▶ Task objective: Copy the data below word for word, from its very first line through the line that contains "M39 12L39 15L43 15L44 11L46 10L47 6L43 6Z", including that line. Leave the pictures out of your copy.

▶ Material for this task:
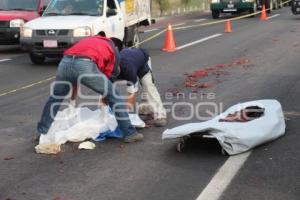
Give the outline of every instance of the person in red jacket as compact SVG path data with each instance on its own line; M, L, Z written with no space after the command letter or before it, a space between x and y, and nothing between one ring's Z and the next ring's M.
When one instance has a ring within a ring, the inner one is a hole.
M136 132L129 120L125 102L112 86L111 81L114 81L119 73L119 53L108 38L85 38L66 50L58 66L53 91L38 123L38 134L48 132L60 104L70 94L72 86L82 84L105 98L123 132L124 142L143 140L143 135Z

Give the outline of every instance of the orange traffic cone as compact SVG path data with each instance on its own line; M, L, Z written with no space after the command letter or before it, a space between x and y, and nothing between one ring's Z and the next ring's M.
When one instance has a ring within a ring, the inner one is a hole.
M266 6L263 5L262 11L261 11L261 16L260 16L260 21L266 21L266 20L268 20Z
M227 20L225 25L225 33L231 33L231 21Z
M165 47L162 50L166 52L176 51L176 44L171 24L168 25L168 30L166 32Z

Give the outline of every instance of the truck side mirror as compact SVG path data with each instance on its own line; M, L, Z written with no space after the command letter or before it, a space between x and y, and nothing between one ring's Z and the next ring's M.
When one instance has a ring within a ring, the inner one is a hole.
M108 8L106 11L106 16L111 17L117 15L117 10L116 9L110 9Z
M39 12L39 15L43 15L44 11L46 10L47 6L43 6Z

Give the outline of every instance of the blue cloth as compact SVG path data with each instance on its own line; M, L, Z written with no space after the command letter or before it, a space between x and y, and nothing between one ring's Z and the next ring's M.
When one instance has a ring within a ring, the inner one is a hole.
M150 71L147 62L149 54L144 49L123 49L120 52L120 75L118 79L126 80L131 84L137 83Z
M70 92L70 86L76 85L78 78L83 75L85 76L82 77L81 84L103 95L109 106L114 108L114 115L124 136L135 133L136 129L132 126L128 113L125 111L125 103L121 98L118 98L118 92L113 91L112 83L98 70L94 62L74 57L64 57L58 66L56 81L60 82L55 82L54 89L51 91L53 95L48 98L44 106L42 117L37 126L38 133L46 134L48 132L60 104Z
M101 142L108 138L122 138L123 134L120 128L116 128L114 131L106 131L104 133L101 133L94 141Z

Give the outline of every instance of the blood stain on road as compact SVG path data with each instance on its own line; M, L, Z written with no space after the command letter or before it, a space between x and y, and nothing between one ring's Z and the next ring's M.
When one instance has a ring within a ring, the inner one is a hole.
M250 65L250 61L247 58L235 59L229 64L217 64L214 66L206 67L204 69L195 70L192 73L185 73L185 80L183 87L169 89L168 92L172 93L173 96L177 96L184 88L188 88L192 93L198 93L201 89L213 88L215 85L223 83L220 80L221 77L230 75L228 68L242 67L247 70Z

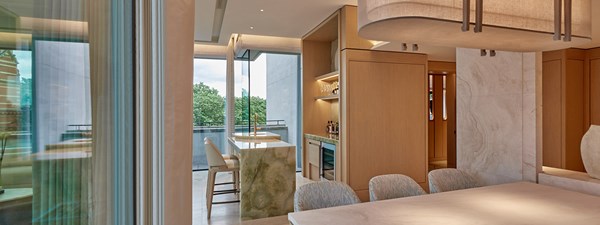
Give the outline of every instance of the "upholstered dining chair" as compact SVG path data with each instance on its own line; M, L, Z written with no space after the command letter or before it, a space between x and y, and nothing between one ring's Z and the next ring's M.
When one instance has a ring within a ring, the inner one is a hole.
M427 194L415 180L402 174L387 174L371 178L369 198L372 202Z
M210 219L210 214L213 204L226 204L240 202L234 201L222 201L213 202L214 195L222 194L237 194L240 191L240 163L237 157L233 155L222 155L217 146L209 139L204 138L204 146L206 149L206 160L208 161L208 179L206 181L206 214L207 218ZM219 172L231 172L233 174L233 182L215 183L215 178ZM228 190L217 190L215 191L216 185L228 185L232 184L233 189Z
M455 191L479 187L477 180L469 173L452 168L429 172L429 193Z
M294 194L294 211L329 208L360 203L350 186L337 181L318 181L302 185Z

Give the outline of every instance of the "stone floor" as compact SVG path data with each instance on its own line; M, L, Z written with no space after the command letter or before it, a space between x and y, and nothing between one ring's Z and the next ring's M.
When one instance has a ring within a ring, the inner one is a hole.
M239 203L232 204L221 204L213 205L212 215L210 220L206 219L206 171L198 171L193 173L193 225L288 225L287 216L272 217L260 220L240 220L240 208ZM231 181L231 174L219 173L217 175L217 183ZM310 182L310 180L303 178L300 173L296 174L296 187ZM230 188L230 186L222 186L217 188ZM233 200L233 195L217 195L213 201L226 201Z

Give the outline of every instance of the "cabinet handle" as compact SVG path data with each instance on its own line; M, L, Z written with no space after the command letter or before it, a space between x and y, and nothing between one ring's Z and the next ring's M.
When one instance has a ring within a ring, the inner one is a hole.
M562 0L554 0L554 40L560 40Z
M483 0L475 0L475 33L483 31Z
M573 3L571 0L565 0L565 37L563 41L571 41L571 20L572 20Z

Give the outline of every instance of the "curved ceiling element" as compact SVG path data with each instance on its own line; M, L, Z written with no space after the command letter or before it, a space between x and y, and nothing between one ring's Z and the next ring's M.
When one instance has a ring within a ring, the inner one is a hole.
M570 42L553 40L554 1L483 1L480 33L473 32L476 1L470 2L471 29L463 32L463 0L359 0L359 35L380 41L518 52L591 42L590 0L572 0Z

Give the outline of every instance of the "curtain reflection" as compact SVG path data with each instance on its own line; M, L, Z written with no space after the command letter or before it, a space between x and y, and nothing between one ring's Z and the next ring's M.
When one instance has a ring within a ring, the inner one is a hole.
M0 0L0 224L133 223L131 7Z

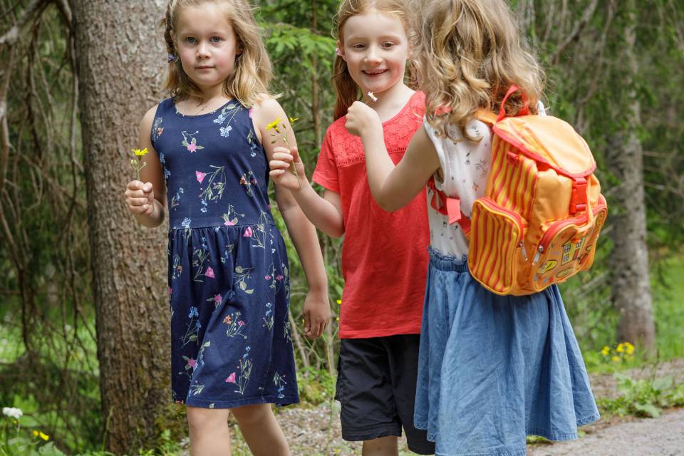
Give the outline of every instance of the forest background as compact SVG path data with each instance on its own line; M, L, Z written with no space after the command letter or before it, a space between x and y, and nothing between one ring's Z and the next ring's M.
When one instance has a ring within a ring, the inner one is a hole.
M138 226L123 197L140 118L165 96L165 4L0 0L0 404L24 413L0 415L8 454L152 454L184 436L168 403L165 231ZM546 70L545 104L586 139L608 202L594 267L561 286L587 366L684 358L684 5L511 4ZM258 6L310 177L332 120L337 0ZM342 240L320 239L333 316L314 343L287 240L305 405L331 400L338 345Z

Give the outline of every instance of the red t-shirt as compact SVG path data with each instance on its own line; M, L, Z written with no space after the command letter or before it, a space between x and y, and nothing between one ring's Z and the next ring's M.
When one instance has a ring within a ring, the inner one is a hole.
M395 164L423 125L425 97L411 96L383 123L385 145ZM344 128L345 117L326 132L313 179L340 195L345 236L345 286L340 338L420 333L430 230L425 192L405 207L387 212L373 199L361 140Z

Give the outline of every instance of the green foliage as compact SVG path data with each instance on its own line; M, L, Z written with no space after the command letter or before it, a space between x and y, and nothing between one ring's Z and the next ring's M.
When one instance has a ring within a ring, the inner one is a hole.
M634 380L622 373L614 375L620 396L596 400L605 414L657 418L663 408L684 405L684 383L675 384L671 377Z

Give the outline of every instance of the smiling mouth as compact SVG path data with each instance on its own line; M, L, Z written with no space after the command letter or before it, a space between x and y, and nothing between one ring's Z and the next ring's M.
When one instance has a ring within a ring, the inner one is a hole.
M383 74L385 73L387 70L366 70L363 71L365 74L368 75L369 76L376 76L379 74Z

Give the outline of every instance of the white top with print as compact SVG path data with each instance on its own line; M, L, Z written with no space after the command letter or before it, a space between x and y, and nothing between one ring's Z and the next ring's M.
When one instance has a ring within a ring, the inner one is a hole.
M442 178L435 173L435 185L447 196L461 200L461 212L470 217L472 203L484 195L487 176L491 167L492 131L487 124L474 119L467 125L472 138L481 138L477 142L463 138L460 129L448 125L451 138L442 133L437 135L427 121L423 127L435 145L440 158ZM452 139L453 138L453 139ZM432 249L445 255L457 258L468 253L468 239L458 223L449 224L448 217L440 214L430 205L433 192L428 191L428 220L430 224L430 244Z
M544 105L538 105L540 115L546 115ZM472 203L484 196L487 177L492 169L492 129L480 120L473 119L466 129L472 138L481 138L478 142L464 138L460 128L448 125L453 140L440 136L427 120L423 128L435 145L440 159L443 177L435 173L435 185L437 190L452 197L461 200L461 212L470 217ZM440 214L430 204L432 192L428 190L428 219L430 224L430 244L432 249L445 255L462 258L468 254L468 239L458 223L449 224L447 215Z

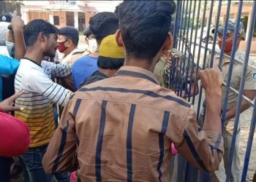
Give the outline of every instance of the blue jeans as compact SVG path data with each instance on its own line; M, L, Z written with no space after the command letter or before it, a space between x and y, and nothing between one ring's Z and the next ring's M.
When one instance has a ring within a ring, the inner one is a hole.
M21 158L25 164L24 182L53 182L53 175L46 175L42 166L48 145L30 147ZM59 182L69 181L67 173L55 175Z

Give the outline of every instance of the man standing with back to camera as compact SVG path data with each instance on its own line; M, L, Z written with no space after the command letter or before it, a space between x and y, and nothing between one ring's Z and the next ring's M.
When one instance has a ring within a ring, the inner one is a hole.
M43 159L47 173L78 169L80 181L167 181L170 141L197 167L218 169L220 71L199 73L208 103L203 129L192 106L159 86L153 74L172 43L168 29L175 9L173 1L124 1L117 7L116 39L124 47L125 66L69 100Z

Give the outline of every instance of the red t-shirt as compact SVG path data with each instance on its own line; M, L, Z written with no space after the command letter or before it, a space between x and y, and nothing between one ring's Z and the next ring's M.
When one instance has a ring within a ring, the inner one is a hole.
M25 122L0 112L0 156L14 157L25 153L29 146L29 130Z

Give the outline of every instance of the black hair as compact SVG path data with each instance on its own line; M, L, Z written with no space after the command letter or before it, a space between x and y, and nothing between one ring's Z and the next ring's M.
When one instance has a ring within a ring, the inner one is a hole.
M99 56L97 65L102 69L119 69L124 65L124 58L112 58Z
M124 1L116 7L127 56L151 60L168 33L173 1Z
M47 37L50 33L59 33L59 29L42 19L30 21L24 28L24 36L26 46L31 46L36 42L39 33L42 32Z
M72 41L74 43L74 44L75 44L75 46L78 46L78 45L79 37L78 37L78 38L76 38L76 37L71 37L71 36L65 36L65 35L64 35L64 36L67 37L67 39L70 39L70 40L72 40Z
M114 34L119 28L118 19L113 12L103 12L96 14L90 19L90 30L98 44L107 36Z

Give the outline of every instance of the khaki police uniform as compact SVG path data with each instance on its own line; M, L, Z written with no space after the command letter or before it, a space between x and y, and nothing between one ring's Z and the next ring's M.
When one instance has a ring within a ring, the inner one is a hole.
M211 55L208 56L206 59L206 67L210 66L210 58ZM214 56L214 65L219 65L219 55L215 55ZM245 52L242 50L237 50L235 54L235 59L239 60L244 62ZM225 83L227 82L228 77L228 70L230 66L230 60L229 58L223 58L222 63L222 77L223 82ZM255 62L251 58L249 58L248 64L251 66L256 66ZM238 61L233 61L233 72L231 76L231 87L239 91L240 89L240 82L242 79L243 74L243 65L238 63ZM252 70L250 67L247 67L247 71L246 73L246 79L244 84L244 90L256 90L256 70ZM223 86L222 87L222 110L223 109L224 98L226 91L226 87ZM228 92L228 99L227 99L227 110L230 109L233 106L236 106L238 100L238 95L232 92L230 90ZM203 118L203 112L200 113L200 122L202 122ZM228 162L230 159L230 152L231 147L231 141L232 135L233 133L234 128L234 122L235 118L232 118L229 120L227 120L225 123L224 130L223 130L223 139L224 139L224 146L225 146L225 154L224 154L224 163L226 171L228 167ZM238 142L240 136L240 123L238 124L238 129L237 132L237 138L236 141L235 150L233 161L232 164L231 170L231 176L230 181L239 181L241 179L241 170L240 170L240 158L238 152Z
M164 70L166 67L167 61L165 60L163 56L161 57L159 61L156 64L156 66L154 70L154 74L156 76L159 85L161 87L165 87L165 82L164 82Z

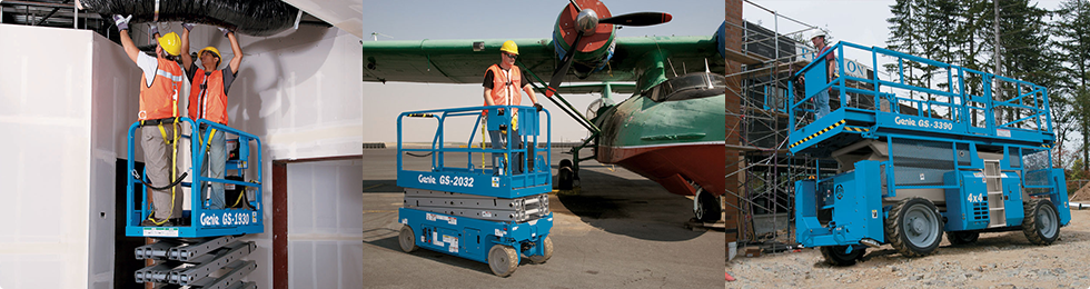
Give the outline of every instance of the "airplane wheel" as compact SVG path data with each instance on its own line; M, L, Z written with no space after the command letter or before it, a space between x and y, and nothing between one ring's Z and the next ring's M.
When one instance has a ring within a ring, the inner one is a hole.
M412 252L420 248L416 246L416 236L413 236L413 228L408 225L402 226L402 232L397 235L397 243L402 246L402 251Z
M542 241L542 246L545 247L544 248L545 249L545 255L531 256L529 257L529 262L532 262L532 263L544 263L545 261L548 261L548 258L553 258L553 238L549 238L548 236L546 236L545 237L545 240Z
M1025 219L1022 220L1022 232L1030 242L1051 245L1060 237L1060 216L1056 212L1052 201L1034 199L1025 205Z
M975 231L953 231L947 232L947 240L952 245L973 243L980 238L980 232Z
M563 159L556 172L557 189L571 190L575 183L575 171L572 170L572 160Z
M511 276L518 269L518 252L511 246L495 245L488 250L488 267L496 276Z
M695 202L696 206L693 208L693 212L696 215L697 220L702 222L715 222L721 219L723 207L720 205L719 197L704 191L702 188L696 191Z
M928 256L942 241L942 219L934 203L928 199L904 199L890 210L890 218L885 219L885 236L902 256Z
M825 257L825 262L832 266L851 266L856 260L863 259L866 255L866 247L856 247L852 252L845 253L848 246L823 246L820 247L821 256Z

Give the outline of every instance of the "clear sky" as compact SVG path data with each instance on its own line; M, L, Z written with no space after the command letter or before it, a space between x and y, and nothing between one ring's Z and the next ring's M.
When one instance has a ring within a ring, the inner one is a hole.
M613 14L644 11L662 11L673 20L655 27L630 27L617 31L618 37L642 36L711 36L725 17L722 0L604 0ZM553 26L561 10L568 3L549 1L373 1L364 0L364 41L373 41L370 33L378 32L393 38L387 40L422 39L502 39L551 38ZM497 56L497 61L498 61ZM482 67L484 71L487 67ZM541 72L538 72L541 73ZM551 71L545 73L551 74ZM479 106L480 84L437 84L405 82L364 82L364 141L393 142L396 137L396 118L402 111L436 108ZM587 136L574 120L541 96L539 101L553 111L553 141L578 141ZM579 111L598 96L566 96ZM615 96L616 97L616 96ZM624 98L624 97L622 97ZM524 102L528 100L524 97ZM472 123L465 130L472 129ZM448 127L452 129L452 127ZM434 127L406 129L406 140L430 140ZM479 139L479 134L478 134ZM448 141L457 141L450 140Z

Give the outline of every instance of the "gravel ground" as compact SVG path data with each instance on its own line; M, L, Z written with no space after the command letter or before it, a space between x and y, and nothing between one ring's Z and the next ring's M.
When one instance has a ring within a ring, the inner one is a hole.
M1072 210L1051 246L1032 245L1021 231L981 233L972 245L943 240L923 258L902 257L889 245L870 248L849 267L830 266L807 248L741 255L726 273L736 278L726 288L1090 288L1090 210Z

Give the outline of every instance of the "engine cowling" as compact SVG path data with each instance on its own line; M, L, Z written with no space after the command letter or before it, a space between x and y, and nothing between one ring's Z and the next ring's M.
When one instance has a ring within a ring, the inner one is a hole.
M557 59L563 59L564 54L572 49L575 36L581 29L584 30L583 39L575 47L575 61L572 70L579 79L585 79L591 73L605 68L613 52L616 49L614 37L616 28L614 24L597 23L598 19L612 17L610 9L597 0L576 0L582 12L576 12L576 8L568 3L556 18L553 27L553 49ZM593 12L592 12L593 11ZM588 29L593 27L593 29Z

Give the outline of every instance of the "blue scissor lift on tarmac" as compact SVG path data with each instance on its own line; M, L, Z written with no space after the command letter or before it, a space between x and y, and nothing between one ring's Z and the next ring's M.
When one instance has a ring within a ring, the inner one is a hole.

▶ Solution:
Give the outline of every instance of the person in red jacket as compact SVG path data with each instance on its own line; M, L, Z written with no space after the command letter or before it, a space between x and y, and nothing between one ring's Z and the next ring's M.
When one instance has a ring within a ring, the inner one is a hole.
M136 132L129 120L125 102L112 86L111 81L114 81L119 73L119 53L108 38L85 38L66 50L58 66L53 91L38 123L38 134L48 132L60 104L70 94L72 86L82 84L105 98L123 132L124 142L143 140L143 135Z

Give the outline of every instance of the orange traffic cone as compact SVG path data with each instance on its own line; M, L, Z written with no space after the command letter or before it, a space between x and y, and nothing between one ring's Z and the next ring's M.
When one instance has a ring within a ring, the inner one is a hole.
M266 6L263 5L262 11L261 11L261 16L260 16L260 21L266 21L266 20L268 20Z
M227 20L225 25L225 33L231 33L231 21Z
M165 47L162 50L166 52L176 51L176 44L171 24L168 25L168 30L166 32Z

Give the outline of every instance of the truck side mirror as compact SVG path data with each instance on its own line; M, L, Z written with no space after the command letter or before it, a space between x and y, and nothing between one ring's Z and the next ring's M.
When one instance has a ring within a ring, the inner one is a hole.
M108 8L106 11L106 16L111 17L117 15L117 10L116 9L110 9Z
M39 12L39 15L43 15L44 11L46 10L47 6L43 6Z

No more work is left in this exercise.